» AIM OF THE TASK: In this exercise, the data must be written out exactly.

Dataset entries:
┌──
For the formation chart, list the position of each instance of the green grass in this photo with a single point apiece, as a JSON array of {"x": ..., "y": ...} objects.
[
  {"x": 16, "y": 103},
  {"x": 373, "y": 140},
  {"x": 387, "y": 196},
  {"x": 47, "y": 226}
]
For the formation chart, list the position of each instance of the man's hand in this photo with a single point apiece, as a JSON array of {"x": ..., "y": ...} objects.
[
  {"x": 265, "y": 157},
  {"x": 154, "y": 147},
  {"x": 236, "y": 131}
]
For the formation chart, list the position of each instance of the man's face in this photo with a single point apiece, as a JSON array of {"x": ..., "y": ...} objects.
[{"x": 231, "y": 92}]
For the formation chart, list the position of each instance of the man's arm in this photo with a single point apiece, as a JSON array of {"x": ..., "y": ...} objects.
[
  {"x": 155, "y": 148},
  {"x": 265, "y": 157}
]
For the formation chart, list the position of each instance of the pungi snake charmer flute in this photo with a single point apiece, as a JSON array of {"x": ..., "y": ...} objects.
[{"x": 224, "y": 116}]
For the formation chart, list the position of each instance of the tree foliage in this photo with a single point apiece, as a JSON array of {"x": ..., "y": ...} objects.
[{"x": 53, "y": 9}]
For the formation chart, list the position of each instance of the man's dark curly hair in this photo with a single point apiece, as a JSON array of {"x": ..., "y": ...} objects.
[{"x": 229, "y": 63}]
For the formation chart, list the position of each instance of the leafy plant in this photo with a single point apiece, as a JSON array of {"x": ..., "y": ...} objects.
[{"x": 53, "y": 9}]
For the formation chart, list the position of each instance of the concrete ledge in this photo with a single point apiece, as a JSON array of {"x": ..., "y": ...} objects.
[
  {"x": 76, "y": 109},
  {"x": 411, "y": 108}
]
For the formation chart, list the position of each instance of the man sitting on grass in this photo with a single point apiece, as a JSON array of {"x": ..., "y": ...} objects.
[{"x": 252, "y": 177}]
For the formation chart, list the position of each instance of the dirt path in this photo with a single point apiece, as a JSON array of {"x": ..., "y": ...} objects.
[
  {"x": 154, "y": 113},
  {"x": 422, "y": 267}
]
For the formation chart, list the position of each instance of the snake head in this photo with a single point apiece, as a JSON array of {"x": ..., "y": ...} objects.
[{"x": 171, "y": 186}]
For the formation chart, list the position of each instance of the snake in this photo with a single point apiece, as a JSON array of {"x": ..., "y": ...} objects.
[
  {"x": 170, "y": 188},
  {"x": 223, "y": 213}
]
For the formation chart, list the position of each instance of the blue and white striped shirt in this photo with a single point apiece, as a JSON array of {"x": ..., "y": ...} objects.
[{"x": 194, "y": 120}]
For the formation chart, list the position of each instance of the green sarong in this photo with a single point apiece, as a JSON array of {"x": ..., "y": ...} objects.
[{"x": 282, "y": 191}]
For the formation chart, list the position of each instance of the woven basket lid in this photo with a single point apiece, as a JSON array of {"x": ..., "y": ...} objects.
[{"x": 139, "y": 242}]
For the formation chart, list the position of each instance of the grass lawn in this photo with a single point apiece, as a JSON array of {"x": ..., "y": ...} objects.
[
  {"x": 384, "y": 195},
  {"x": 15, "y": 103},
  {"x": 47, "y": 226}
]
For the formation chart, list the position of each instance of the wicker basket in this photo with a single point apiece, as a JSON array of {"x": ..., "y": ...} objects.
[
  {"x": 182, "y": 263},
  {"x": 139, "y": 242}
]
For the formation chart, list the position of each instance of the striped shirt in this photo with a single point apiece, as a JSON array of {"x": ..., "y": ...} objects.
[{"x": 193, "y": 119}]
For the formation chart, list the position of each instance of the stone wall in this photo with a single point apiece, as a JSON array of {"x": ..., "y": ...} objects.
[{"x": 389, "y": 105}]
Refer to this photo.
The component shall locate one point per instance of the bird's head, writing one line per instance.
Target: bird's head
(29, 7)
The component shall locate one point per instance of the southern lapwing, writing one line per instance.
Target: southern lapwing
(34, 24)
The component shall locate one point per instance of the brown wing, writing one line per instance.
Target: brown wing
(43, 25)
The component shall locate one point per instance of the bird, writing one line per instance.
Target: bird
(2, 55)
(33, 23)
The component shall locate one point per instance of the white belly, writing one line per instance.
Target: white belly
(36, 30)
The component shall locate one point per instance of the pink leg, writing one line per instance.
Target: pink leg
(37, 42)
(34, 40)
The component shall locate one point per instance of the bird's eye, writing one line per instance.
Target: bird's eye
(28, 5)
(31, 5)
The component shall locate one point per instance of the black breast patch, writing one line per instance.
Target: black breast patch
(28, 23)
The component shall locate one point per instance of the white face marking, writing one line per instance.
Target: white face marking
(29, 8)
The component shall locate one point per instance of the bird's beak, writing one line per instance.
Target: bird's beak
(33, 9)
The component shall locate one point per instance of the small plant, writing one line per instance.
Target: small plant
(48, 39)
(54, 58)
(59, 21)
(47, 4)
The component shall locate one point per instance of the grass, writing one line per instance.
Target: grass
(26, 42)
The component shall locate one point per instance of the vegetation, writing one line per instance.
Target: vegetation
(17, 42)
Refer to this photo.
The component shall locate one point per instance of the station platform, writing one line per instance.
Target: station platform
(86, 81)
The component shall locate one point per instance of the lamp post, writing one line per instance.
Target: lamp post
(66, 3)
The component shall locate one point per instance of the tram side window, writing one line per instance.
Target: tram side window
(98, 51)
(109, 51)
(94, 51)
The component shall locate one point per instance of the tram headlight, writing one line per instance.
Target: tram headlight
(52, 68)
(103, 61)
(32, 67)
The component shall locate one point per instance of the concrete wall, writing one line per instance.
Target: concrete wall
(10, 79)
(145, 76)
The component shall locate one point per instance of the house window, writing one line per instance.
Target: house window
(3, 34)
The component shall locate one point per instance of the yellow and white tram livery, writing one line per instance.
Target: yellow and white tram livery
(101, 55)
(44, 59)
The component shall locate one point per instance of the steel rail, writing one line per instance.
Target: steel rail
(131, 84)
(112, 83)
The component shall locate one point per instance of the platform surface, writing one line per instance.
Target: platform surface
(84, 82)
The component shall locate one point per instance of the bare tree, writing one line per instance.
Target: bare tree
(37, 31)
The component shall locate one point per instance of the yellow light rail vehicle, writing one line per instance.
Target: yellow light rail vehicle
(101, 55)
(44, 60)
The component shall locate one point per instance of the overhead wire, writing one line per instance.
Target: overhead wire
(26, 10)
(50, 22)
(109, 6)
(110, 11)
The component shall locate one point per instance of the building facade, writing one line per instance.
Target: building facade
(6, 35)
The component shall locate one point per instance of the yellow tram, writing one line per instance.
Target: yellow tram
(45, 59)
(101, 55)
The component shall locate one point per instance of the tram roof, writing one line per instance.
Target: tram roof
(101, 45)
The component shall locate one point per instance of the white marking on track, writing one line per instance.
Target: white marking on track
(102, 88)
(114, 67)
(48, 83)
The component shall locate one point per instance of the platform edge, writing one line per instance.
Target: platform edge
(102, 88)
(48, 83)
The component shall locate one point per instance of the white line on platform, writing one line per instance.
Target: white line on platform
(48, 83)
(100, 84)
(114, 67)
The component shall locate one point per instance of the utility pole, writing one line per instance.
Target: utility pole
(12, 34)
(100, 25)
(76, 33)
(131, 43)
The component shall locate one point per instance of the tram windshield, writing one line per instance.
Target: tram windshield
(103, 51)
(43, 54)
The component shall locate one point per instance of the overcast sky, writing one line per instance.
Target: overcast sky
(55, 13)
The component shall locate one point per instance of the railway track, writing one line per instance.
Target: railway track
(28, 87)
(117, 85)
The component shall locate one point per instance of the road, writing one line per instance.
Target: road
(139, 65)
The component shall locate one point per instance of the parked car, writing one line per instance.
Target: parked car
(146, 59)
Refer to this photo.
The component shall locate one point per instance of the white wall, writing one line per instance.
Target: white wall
└──
» TASK ANSWER:
For the formation chart, list the position of each instance of the green grass in this photo with a single point apiece, as a JSON array of {"x": ..., "y": ...} objects.
[
  {"x": 16, "y": 103},
  {"x": 373, "y": 140},
  {"x": 387, "y": 196},
  {"x": 47, "y": 226}
]
For the formation chart, list the position of each instance of the man's hand in this photo with a single point apiece, as a JSON array of {"x": ..., "y": ...} objects.
[
  {"x": 265, "y": 157},
  {"x": 154, "y": 147},
  {"x": 236, "y": 131}
]
For the formation chart, list the position of each instance of the man's face in this photo with a single point apiece, as a JSON array of {"x": ..., "y": ...} objects.
[{"x": 231, "y": 92}]
For the formation chart, list the position of each instance of the man's arm in this photo with a single point apiece, as a JSON array of {"x": ..., "y": ...} objects.
[
  {"x": 155, "y": 148},
  {"x": 265, "y": 157}
]
For the formation chart, list the position of each instance of the pungi snake charmer flute in this photo with a single point apiece, as a JSON array of {"x": ..., "y": ...} objects.
[{"x": 224, "y": 116}]
For the formation chart, list the position of each instance of the tree foliage in this photo with a single point apiece, as a JSON array of {"x": ..., "y": ...} objects.
[{"x": 53, "y": 9}]
For the formation chart, list the position of each instance of the man's dark curly hair in this photo with a single point apiece, as a JSON array of {"x": ..., "y": ...} objects.
[{"x": 229, "y": 63}]
For the formation chart, list the position of each instance of the leafy plant in this photo with a single point apiece, as a JSON array of {"x": ..., "y": ...} objects.
[{"x": 53, "y": 9}]
For the formation chart, list the position of each instance of the concrete ledge in this photo with a single point apiece, as a JSON array of {"x": ..., "y": ...} objects.
[
  {"x": 76, "y": 109},
  {"x": 411, "y": 108}
]
For the formation chart, list the position of each instance of the man sitting on grass in this photo with a single point apiece, as a JSON array of {"x": ..., "y": ...} objects.
[{"x": 252, "y": 177}]
For the formation chart, list the position of each instance of the dirt path in this photo with a single point apiece, as a JSON array of {"x": ..., "y": ...} objects.
[
  {"x": 154, "y": 113},
  {"x": 422, "y": 267}
]
For the formation chart, list the position of each instance of the snake head in this photo with a single point apiece, as a JSON array of {"x": ..., "y": ...} objects.
[{"x": 171, "y": 186}]
For the formation chart, list the position of each instance of the snake in this photo with a single point apiece, as a JSON array of {"x": ..., "y": ...} objects.
[
  {"x": 170, "y": 188},
  {"x": 223, "y": 213}
]
For the formation chart, list the position of each instance of the blue and white striped shirt in this photo with a single point apiece, as a JSON array of {"x": ..., "y": ...} objects.
[{"x": 194, "y": 120}]
For the formation chart, list the position of each instance of the green sarong in this photo with a single point apiece, as a JSON array of {"x": ..., "y": ...} objects.
[{"x": 282, "y": 191}]
For the formation chart, list the position of each instance of the woven basket lid in this photo with a single point apiece, as a JSON array of {"x": ..., "y": ...} objects.
[{"x": 139, "y": 242}]
For the formation chart, list the position of each instance of the grass lawn in this photo with a single point apiece, as a JSON array of {"x": ..., "y": ...} objects.
[
  {"x": 384, "y": 195},
  {"x": 15, "y": 103},
  {"x": 47, "y": 226}
]
For the formation chart, list the position of each instance of the wicker basket in this photo with a single point apiece, as a JSON array of {"x": ..., "y": ...} objects.
[
  {"x": 182, "y": 263},
  {"x": 139, "y": 242}
]
For the formation chart, list the position of each instance of the striped shirt in this photo with a single point apiece, as a JSON array of {"x": ..., "y": ...} objects.
[{"x": 193, "y": 119}]
For the formation chart, list the position of each instance of the stone wall in this photo with a single point apiece, as a JSON array of {"x": ..., "y": ...} objects.
[{"x": 389, "y": 105}]
Refer to this photo.
The component shall locate one point per instance of the bird's head, writing one line per instance.
Target: bird's head
(29, 7)
The component shall locate one point per instance of the southern lapwing, writing one line per instance.
Target: southern lapwing
(34, 24)
The component shall locate one point per instance of the brown wing, writing one line per instance.
Target: brown wing
(43, 25)
The component shall locate one point per instance of the bird, writing one line per instance.
Target: bird
(2, 55)
(33, 23)
The component shall locate one point per instance of the white belly, writing one line per instance.
Target: white belly
(36, 30)
The component shall locate one point per instance of the pink leg, writing one line per instance.
Target: pink leg
(37, 42)
(34, 40)
The component shall locate one point per instance of the bird's eye, writing one line per instance.
Target: bird's eye
(28, 5)
(31, 5)
The component shall locate one point per instance of the black breast patch, writing one line per instance.
Target: black breast patch
(28, 23)
The component shall locate one point per instance of the white face marking, writing one line per instance.
Target: white face marking
(29, 8)
The component shall locate one point per instance of the bird's beak, writing one line per instance.
Target: bird's beak
(33, 9)
The component shall locate one point per instance of the small plant, writing one line per instance.
Target: small plant
(48, 39)
(54, 58)
(59, 21)
(47, 4)
The component shall locate one point per instance of the grass, writing one line per instance.
Target: grass
(26, 42)
The component shall locate one point per instance of the vegetation, writing one line per instance.
Target: vegetation
(17, 42)
Refer to this photo.
The component shall locate one point per instance of the station platform, writing one line per instance.
Target: station platform
(86, 81)
The component shall locate one point per instance of the lamp post, writing one line per instance.
Target: lamp post
(66, 3)
The component shall locate one point per instance of the tram side window, writing one line per instance.
Target: tram side window
(98, 51)
(109, 51)
(94, 51)
The component shall locate one point per instance of the tram headlight, writing one line per instance.
Target: tram headlight
(52, 68)
(103, 61)
(32, 67)
The component shall locate one point per instance of the concrete wall, writing one line per instance.
Target: concrete wall
(10, 79)
(145, 76)
The component shall locate one point per instance of the house window, writing one line per instance.
Target: house window
(3, 34)
The component shall locate one point per instance of the yellow and white tram livery, writing one line per instance.
Target: yellow and white tram livery
(101, 55)
(44, 59)
The component shall locate one point per instance of the steel rail, writing one line per instance.
Target: steel rail
(131, 84)
(112, 83)
The component shall locate one point per instance of the platform surface, writing one line per instance.
Target: platform surface
(84, 82)
The component shall locate one point per instance of the bare tree, writing one line per instance.
Target: bare tree
(37, 31)
The component shall locate one point per instance of the yellow light rail vehicle, writing one line per instance.
Target: yellow light rail vehicle
(101, 55)
(44, 60)
The component shall locate one point per instance of the overhead wire, writing one line per instance.
Target: overhead wire
(26, 10)
(50, 22)
(109, 6)
(110, 11)
The component shall locate one point per instance of the building facade, writing one line per instance.
Target: building facade
(6, 35)
The component shall locate one point per instance of the yellow tram, writing one line per instance.
Target: yellow tram
(45, 59)
(101, 55)
The component shall locate one point per instance of the tram roof, writing one line per instance.
Target: tram roof
(101, 45)
The component shall locate one point per instance of the white marking on track, writing one line per instance.
Target: white marking on track
(102, 88)
(114, 67)
(48, 83)
The component shall locate one point per instance of the platform edge, writing one line per instance.
Target: platform edge
(102, 88)
(48, 83)
The component shall locate one point per instance of the white line on platform, writing one line per instance.
Target: white line on platform
(48, 83)
(100, 84)
(114, 67)
The component shall locate one point per instance of the utility pole, writing one line per instance.
Target: utility pole
(12, 34)
(100, 25)
(76, 33)
(131, 43)
The component shall locate one point per instance of the tram windshield, writing one line per instance.
Target: tram windshield
(103, 51)
(43, 54)
The component shall locate one point per instance of the overcast sky, writing one line per instance.
Target: overcast sky
(55, 13)
The component shall locate one point per instance of the railway track, writing one line per instance.
Target: railway track
(28, 87)
(117, 85)
The component shall locate one point per instance of the road, writing one line per instance.
Target: road
(139, 65)
The component shall locate one point per instance of the parked car, writing one line per instance.
Target: parked car
(146, 59)
Refer to this photo.
The component shall locate one point per instance of the white wall, writing one line per instance.
Target: white wall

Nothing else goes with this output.